(Work instructions) Could you copy out the material that begins at the line containing "Task: point out the black long-sleeve" and ends after the line containing "[[743, 363]]", requests included, while shifting every coordinate in the answers up by 110? Leave the requests and their format samples unchanged.

(Record list)

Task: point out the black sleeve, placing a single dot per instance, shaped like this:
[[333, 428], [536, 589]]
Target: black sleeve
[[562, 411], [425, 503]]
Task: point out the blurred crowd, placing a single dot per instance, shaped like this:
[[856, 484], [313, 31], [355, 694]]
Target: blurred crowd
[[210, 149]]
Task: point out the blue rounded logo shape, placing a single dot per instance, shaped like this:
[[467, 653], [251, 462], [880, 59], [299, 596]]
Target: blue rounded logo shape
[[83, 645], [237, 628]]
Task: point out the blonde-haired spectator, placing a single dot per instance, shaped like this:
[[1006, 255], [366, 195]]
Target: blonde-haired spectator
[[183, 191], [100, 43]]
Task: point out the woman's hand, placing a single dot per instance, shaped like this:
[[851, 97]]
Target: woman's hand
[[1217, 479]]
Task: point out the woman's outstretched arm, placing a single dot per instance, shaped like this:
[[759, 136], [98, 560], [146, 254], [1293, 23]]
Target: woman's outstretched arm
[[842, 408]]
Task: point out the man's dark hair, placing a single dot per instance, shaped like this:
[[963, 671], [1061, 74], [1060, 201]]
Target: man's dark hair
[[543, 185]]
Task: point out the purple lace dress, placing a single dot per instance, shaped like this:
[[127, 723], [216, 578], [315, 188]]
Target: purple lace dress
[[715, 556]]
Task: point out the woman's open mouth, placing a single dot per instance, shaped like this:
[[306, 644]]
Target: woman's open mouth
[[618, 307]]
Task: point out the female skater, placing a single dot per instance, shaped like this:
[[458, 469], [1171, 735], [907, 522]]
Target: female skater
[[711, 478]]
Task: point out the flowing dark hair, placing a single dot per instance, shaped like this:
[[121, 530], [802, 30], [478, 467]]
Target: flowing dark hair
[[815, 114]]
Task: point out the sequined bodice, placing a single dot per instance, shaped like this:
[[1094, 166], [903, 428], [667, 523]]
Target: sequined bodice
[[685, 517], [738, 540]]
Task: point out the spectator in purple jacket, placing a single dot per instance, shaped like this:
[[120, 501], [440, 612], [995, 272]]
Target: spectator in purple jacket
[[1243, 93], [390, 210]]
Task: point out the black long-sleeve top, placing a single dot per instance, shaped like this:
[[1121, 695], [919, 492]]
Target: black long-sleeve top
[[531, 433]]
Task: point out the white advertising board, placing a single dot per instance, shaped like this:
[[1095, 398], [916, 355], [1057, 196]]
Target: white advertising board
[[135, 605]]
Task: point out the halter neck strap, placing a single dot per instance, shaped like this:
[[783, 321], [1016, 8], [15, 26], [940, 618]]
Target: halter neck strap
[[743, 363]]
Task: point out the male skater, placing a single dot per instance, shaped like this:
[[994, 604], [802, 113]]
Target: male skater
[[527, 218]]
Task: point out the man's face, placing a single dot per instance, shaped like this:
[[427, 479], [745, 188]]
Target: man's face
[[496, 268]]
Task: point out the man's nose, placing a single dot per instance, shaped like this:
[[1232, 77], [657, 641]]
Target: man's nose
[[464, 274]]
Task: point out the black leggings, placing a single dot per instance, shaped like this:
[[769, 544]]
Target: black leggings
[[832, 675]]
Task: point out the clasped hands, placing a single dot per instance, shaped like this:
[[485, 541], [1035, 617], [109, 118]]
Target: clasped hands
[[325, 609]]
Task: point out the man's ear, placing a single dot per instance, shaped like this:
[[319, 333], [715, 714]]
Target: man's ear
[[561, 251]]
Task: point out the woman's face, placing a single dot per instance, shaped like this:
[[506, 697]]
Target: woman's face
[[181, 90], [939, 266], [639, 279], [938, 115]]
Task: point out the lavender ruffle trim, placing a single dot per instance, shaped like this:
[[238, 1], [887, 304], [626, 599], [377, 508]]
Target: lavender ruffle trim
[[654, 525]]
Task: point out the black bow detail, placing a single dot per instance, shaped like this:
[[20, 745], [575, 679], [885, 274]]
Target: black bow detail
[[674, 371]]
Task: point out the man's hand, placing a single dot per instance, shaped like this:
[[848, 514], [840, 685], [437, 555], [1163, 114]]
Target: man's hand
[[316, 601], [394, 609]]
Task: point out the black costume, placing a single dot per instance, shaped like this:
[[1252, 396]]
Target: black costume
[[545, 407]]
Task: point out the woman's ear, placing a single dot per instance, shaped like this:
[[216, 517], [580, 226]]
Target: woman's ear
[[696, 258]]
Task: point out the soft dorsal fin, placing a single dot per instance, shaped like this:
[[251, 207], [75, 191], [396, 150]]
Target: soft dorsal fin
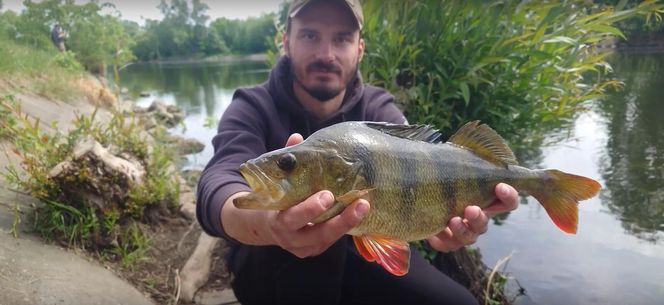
[[484, 142], [424, 133]]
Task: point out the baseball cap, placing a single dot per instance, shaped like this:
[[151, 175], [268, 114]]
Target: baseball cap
[[354, 5]]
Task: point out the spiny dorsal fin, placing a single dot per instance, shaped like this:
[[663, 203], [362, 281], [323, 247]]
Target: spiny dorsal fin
[[485, 142], [424, 133]]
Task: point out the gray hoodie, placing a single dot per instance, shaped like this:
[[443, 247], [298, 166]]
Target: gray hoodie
[[260, 119]]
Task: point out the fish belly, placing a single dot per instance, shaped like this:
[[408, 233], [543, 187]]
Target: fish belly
[[418, 187]]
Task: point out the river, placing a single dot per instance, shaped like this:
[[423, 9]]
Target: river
[[617, 256]]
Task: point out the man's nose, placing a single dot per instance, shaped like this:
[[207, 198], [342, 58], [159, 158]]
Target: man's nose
[[325, 52]]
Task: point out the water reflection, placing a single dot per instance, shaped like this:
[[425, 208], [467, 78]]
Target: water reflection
[[193, 85], [633, 163], [201, 90]]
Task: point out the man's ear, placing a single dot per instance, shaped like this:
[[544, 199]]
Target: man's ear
[[361, 49], [285, 44]]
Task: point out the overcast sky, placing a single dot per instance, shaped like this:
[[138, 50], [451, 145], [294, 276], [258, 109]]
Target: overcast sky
[[136, 10]]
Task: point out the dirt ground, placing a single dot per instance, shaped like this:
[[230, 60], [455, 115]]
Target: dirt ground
[[171, 244]]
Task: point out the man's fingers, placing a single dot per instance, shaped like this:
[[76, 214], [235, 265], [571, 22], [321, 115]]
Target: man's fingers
[[295, 138], [444, 242], [301, 214], [461, 232], [476, 220]]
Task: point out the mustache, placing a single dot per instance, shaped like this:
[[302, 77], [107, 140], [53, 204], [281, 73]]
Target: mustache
[[320, 65]]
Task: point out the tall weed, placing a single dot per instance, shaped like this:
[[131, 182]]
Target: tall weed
[[520, 66], [67, 217]]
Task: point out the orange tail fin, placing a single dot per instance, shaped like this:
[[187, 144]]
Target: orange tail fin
[[561, 196]]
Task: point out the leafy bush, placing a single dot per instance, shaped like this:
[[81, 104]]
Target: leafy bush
[[96, 39], [519, 66]]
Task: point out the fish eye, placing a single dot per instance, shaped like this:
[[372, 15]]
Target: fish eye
[[287, 162]]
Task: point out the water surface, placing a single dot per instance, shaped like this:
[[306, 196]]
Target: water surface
[[617, 257]]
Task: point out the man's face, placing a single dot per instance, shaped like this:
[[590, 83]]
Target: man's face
[[325, 48]]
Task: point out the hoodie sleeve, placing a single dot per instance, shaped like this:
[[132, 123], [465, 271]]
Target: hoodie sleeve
[[240, 137]]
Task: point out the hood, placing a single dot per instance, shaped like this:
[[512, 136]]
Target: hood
[[280, 82]]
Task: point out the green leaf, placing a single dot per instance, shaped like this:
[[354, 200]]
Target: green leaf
[[562, 39], [465, 92]]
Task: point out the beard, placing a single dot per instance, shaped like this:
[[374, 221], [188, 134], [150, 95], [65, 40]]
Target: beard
[[323, 92]]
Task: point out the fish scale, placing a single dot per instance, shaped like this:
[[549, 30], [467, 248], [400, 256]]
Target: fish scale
[[413, 182]]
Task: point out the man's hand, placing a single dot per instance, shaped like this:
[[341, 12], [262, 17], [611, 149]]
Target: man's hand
[[461, 232], [291, 229]]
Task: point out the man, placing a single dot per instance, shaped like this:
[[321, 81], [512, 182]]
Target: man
[[276, 257], [58, 37]]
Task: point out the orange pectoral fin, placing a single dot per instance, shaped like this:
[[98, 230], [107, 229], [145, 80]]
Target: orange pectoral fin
[[392, 254]]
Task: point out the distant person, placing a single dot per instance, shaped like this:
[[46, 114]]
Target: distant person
[[58, 37]]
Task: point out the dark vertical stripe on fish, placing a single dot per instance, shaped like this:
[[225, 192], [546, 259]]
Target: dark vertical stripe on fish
[[445, 171], [368, 169], [408, 167]]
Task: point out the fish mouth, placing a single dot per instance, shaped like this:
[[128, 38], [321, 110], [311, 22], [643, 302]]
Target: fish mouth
[[265, 195]]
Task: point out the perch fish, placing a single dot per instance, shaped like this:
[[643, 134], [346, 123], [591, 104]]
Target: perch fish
[[414, 182]]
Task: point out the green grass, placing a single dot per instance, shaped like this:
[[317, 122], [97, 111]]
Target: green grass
[[48, 73], [114, 232]]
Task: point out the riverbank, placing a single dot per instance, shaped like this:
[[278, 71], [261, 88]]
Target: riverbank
[[36, 271], [209, 59]]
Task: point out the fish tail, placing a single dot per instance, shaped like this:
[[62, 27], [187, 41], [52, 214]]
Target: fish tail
[[560, 197]]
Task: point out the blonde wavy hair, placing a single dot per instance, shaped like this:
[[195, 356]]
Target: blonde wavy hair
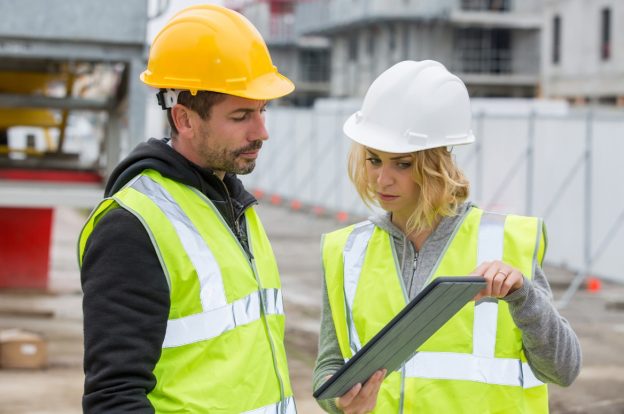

(Exercise answer)
Task: point out the black long-sleeve top, placing a single dot per instance, shaped like this:
[[1121, 695], [919, 492]]
Target: black long-sleeve top
[[641, 543]]
Task: point out the white advertising board, placing a single dot per instance, shaped like this:
[[1095, 398], [916, 355], [1057, 196]]
Target: white advertising board
[[245, 715]]
Task: point out the halter neck strap, placing a single dot per instance, shaped like this:
[[783, 321], [1016, 8], [15, 26], [940, 618]]
Target: halter neck strap
[[853, 473]]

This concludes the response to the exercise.